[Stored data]
▶

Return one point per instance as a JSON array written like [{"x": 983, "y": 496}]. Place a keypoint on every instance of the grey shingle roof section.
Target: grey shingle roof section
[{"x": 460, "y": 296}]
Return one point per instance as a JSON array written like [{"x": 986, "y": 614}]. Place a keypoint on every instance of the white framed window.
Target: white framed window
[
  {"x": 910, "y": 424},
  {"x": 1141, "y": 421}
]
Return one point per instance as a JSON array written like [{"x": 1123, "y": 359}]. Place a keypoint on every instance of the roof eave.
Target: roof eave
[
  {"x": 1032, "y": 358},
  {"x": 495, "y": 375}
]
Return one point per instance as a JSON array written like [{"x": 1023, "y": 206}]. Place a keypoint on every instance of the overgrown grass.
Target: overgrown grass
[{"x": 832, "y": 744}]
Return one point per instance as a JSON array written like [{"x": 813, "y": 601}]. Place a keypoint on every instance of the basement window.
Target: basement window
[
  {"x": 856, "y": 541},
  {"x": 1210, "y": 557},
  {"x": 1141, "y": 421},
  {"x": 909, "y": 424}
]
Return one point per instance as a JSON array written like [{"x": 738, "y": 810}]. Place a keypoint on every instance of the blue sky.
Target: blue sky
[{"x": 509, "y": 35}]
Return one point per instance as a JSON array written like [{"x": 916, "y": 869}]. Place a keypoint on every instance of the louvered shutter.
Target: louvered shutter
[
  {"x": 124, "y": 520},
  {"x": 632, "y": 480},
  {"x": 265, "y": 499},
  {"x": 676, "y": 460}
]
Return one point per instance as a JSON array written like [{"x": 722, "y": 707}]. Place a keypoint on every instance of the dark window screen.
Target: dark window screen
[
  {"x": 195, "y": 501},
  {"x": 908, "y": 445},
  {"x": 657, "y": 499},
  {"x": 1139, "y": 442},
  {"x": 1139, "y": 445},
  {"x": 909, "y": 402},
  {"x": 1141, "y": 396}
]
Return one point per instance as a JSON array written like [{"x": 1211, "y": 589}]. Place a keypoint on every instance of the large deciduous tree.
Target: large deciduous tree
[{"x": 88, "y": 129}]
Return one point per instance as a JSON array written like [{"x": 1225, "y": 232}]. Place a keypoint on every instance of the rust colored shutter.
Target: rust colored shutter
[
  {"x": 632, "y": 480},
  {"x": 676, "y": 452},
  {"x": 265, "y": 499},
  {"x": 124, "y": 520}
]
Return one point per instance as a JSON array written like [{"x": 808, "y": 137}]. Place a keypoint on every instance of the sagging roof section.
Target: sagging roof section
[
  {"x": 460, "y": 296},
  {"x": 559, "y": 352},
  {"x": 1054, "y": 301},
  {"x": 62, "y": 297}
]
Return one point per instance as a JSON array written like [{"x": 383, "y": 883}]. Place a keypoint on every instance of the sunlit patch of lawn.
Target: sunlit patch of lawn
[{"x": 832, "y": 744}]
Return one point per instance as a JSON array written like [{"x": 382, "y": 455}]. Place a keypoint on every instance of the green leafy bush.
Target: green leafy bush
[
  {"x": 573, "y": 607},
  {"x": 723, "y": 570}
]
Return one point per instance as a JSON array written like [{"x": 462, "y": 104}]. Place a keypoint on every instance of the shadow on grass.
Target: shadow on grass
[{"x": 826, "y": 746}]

◀

## Prompt
Return, with no change at all, every line in the entries above from the line containing "large deciduous tree." through the line containing "rust colored shutter.".

## Answer section
Return one point per instance as a JSON array written like [{"x": 1211, "y": 589}]. Place a keypoint on every instance of the large deciduous tree.
Target: large deciduous tree
[{"x": 88, "y": 129}]
Return one point per instance as a JSON array written like [{"x": 1225, "y": 232}]. Place a keypoint on every instance of the rust colored shutter.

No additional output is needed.